Exactly as they appear, print the line with "of the gravel" and each line after it through the end of the entries below; leave out pictures.

::::::::

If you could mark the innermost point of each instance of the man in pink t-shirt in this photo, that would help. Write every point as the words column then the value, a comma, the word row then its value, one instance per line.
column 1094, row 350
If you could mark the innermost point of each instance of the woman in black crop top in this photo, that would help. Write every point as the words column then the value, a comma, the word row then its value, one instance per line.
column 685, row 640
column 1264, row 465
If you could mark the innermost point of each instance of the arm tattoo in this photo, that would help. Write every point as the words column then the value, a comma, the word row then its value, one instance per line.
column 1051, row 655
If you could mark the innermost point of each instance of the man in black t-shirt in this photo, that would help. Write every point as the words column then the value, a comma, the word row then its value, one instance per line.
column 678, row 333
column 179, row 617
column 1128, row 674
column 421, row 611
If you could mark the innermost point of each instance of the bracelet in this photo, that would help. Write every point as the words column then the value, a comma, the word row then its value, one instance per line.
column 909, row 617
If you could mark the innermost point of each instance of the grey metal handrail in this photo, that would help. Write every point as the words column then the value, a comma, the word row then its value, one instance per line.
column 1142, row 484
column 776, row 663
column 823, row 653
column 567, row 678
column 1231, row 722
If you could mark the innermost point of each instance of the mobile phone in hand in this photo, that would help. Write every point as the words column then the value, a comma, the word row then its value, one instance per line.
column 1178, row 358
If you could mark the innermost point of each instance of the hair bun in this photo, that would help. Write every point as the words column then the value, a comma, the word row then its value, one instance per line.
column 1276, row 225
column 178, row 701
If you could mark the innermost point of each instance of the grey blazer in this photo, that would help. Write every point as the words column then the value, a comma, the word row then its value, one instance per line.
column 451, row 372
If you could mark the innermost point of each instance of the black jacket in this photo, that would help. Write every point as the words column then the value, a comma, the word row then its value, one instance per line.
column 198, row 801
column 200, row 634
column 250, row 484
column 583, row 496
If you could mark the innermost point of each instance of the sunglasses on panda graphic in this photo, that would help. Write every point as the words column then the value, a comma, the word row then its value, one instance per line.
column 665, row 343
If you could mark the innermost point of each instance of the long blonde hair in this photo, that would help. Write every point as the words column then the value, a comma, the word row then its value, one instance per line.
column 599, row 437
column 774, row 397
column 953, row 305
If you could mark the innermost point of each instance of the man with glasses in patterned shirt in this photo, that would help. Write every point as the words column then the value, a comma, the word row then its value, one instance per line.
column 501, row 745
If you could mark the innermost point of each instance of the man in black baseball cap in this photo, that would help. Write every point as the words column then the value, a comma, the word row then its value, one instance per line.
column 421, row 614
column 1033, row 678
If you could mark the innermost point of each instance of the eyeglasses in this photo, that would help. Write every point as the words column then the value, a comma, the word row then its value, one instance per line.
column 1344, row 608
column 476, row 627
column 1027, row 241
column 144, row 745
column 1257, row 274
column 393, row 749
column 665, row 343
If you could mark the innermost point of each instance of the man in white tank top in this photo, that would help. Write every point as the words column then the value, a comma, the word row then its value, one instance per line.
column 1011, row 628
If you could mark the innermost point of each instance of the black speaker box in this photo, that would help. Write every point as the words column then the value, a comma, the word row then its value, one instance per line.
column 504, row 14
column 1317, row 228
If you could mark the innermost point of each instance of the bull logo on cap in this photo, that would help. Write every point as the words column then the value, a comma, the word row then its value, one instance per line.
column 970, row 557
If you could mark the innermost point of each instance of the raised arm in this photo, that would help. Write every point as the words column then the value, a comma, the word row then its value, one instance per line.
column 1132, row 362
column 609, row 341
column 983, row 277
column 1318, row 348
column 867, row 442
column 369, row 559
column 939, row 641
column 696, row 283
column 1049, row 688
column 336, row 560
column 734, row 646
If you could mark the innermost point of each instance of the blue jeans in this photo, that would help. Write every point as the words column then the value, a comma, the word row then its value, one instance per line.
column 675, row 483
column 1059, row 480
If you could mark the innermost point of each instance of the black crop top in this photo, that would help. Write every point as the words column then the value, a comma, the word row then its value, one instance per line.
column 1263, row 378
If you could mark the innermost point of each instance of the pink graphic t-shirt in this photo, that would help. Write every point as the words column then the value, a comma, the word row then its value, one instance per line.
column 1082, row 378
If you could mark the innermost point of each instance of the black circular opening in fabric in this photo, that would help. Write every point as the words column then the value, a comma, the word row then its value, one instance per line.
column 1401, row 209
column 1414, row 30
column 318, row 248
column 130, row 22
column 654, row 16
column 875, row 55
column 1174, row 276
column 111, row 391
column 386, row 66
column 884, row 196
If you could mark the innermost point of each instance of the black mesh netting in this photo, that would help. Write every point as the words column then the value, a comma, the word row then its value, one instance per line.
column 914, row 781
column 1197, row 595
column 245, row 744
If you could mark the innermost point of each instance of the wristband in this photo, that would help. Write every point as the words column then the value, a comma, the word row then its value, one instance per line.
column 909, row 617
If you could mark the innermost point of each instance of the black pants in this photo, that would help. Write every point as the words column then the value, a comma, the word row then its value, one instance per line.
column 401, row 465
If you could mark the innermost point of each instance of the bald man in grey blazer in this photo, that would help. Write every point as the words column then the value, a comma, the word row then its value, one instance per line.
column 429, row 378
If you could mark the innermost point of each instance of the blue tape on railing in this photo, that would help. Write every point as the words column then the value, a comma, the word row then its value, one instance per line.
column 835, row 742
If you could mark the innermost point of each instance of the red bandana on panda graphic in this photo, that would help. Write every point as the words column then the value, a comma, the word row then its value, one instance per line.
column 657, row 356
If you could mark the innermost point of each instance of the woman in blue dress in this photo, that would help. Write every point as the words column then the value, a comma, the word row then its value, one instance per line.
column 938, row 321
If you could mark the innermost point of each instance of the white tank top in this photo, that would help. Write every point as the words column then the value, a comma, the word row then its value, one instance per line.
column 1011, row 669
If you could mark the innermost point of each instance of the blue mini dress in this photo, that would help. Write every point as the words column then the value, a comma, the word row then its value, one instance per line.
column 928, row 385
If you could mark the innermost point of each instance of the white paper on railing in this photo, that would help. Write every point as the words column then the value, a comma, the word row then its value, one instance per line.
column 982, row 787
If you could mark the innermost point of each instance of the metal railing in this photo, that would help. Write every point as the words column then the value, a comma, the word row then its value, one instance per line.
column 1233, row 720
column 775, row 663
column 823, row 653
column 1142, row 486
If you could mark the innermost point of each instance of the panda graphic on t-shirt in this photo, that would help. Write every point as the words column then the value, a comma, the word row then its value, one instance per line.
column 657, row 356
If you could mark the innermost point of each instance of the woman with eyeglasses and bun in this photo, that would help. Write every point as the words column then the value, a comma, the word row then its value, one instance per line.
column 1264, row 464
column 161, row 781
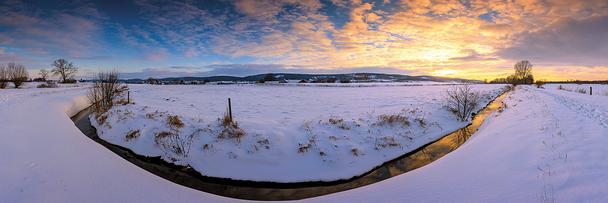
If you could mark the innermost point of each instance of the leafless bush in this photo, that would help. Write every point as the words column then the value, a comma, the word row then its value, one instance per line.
column 3, row 77
column 173, row 143
column 64, row 69
column 462, row 100
column 17, row 74
column 540, row 83
column 355, row 151
column 581, row 90
column 105, row 90
column 48, row 84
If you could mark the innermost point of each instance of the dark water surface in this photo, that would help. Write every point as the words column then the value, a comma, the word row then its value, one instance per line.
column 291, row 191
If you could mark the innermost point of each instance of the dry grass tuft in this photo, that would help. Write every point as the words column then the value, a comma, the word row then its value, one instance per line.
column 355, row 152
column 132, row 135
column 392, row 120
column 339, row 122
column 174, row 121
column 421, row 122
column 385, row 142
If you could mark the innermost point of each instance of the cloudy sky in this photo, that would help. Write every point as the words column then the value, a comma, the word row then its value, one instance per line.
column 467, row 38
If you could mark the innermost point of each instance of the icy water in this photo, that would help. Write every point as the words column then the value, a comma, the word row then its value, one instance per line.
column 291, row 191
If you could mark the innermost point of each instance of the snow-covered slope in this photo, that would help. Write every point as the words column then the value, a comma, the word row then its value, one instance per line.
column 45, row 158
column 289, row 134
column 549, row 145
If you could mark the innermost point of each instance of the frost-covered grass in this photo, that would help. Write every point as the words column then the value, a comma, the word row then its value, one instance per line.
column 549, row 145
column 281, row 133
column 598, row 89
column 45, row 158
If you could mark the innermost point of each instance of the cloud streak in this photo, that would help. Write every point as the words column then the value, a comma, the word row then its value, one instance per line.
column 471, row 39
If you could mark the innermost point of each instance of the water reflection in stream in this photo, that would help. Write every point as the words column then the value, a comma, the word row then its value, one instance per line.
column 290, row 191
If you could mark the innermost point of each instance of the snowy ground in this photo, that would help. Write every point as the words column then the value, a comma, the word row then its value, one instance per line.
column 289, row 134
column 45, row 158
column 548, row 145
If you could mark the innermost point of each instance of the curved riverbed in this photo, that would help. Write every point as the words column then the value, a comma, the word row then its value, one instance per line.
column 290, row 191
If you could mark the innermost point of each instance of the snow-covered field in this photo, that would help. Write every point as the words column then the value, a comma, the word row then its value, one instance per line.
column 45, row 158
column 598, row 89
column 548, row 145
column 289, row 134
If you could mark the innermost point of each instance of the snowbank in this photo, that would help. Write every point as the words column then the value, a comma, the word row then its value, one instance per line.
column 287, row 134
column 547, row 146
column 45, row 158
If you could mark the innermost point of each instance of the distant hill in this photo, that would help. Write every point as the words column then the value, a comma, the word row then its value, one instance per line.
column 355, row 77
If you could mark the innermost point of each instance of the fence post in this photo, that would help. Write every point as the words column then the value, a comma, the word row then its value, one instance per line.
column 230, row 109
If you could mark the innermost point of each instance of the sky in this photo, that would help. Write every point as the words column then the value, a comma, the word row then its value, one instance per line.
column 472, row 39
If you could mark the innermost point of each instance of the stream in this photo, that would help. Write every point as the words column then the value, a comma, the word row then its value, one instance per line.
column 252, row 190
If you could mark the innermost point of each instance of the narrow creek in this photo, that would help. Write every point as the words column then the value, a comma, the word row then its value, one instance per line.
column 292, row 191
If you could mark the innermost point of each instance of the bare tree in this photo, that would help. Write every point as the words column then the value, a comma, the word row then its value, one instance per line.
column 44, row 74
column 462, row 100
column 17, row 74
column 3, row 77
column 523, row 72
column 64, row 68
column 103, row 93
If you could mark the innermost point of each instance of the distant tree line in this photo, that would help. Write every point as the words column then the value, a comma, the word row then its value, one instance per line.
column 15, row 73
column 522, row 75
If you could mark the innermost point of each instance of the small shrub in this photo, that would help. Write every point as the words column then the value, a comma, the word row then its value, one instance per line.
column 48, row 84
column 171, row 142
column 540, row 83
column 581, row 90
column 104, row 91
column 355, row 152
column 232, row 132
column 302, row 148
column 421, row 122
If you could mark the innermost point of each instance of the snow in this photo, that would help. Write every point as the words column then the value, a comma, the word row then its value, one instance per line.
column 292, row 133
column 45, row 158
column 548, row 145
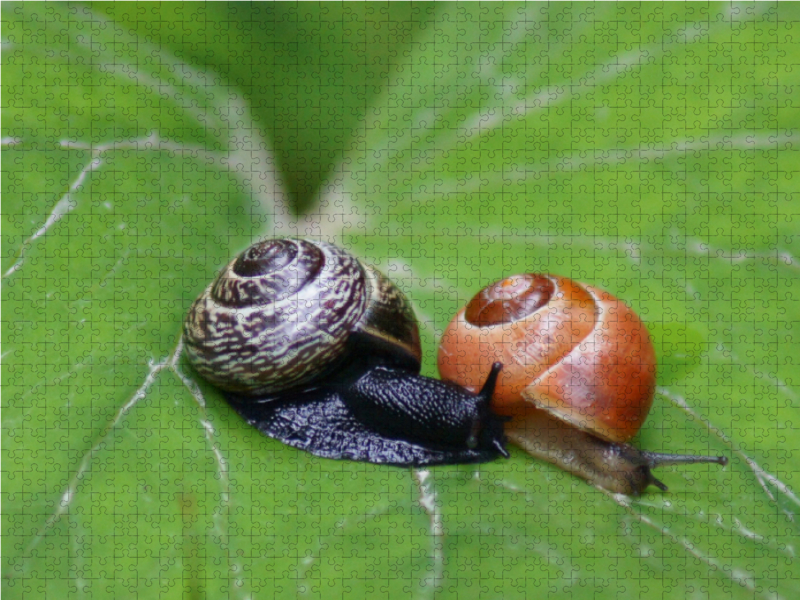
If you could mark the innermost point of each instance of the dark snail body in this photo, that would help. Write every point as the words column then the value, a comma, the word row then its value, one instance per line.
column 322, row 353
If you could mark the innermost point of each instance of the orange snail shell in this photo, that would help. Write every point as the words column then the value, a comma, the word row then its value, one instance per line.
column 568, row 348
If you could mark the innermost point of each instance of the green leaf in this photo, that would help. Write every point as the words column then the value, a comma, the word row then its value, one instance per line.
column 650, row 150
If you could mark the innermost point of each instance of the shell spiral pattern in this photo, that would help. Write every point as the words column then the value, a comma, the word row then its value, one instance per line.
column 274, row 315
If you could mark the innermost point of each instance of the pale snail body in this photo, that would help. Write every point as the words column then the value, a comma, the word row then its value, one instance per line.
column 321, row 352
column 578, row 377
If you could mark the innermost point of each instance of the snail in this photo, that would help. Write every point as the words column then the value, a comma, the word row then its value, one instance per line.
column 578, row 378
column 322, row 353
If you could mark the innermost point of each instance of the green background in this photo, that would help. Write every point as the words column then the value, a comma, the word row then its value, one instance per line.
column 648, row 149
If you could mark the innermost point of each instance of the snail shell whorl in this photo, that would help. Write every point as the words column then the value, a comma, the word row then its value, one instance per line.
column 568, row 348
column 280, row 314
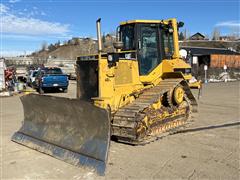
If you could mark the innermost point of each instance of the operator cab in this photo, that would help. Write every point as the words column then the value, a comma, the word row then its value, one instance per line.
column 152, row 41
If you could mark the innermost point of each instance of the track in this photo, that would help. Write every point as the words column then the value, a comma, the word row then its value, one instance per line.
column 140, row 123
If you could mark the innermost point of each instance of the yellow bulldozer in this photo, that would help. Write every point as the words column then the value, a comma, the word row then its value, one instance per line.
column 133, row 95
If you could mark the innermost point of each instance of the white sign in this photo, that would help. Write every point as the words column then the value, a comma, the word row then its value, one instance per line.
column 205, row 67
column 195, row 59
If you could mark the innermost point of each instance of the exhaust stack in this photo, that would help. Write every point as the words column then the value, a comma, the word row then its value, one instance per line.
column 99, row 35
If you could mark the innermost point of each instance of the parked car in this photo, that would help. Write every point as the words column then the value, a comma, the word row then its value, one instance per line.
column 31, row 77
column 51, row 78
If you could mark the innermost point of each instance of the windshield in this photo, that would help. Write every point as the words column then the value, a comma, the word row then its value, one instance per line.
column 53, row 71
column 128, row 37
column 35, row 73
column 149, row 58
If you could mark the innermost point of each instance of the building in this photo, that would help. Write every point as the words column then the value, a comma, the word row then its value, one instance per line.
column 214, row 58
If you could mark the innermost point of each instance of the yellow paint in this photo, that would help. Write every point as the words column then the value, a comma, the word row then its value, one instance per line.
column 121, row 83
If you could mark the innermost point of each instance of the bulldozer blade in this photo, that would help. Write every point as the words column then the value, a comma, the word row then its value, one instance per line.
column 71, row 130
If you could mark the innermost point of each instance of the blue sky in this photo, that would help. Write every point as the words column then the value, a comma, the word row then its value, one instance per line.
column 26, row 24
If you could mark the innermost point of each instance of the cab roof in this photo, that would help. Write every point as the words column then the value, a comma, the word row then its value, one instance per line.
column 145, row 21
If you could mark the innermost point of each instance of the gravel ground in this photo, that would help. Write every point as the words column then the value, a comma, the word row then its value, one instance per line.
column 209, row 151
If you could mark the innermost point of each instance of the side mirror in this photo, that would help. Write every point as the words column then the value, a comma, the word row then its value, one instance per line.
column 180, row 24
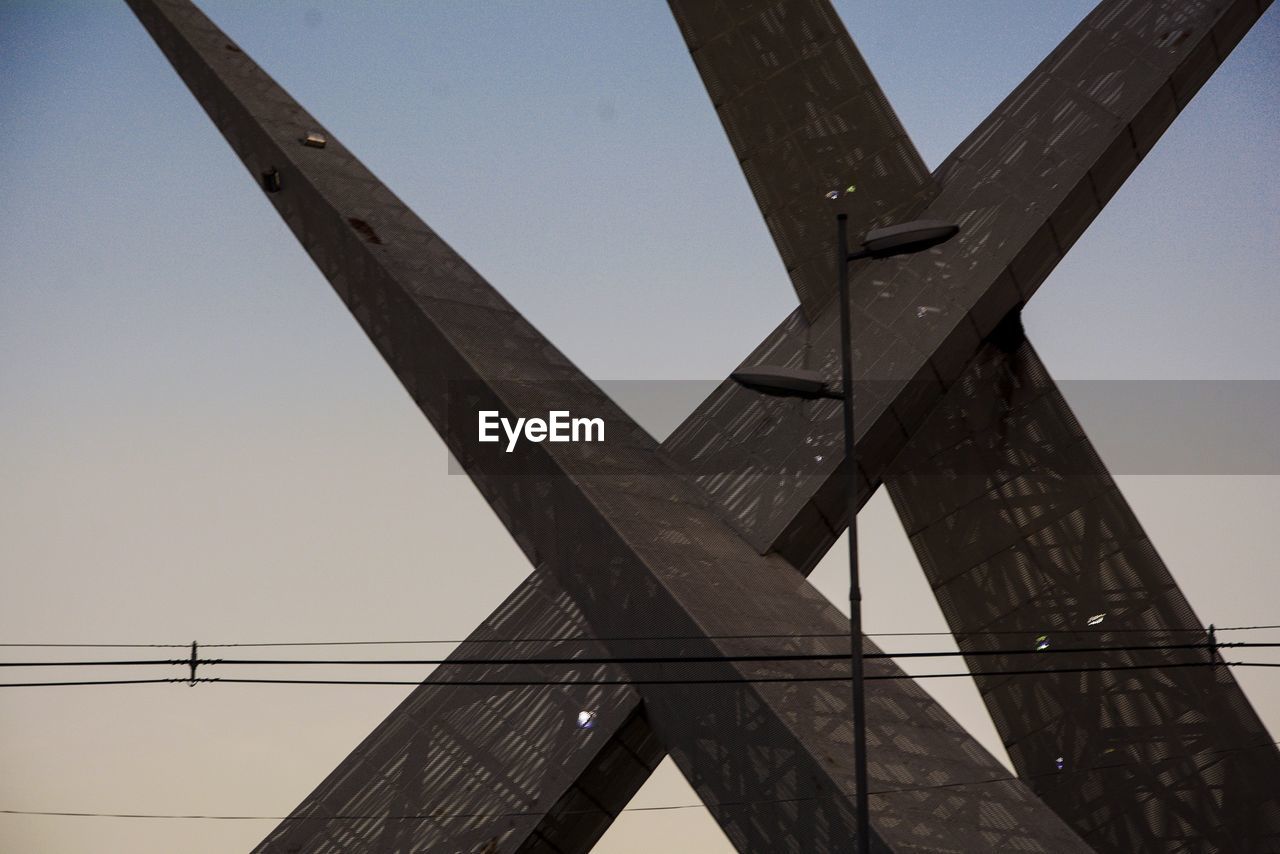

::::::::

RESULT BELOW |
If you could mark the innermost point of each instance of the gravel ground in this photo, that would help. Write every point as the words column then the value, a comma, the word row then its value, one instance per line.
column 209, row 151
If you could mark the innermost point of each instance of the side mirror in this photo, that would help. Write every point as the words column then the value, a comma, the word row then its value, one instance per line.
column 180, row 24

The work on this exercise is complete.